## [What you will do]
Extract each line of the records that contains the word "backpack", matching case exactly.

(Position annotation records)
════════════════════
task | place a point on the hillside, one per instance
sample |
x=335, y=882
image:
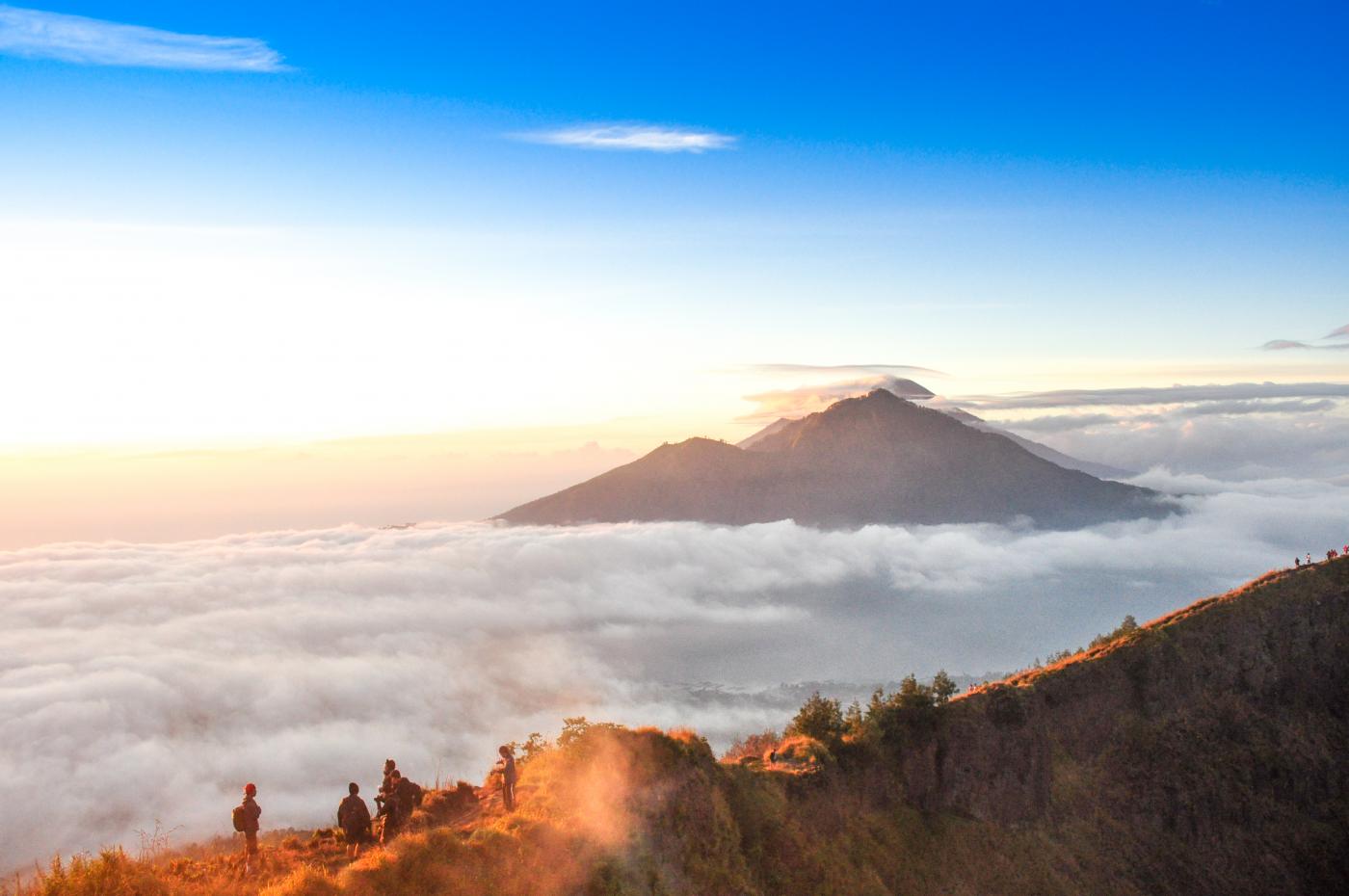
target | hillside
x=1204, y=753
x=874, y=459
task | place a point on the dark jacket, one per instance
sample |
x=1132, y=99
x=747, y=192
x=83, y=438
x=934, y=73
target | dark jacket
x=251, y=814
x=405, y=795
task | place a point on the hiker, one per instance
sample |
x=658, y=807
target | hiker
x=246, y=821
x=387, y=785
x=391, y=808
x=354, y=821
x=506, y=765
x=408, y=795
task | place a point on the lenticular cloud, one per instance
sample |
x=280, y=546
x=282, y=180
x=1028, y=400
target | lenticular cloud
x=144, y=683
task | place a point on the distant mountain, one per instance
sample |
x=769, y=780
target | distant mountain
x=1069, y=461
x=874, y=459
════════════════════
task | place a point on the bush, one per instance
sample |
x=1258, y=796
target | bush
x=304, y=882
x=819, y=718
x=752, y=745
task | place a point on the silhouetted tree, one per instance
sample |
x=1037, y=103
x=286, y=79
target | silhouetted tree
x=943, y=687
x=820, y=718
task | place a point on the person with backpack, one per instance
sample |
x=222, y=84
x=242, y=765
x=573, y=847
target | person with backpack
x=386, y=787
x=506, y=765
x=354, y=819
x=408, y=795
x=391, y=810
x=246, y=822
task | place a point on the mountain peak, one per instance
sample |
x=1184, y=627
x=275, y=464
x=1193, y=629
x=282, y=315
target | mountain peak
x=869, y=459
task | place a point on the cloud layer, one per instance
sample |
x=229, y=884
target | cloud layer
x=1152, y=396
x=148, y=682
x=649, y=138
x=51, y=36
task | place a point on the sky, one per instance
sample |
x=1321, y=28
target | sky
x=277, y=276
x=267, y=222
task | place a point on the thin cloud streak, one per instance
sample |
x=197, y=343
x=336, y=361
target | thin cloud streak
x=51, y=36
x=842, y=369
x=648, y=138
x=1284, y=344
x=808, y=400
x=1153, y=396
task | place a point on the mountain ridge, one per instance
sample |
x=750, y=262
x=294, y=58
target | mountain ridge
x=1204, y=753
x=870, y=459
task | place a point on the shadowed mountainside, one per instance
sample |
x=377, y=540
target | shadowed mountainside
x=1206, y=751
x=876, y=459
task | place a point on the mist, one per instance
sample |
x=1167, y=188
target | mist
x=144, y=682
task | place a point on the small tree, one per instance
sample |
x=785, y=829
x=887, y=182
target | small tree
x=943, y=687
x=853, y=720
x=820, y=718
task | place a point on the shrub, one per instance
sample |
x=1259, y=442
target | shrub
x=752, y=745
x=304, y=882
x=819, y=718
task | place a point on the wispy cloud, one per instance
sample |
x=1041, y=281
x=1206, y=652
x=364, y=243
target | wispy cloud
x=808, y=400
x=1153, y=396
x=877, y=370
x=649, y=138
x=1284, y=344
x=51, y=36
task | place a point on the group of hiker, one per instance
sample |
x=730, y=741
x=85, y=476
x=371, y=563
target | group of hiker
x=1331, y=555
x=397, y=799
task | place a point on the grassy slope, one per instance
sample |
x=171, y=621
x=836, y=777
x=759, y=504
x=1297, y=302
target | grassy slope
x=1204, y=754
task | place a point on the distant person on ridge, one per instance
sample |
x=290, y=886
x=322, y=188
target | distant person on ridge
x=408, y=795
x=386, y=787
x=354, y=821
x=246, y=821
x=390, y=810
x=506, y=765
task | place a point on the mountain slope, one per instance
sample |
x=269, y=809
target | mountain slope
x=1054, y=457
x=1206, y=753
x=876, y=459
════════════════════
## [Solution]
task | place a point on the person with backpack, one per instance
target | person with backpack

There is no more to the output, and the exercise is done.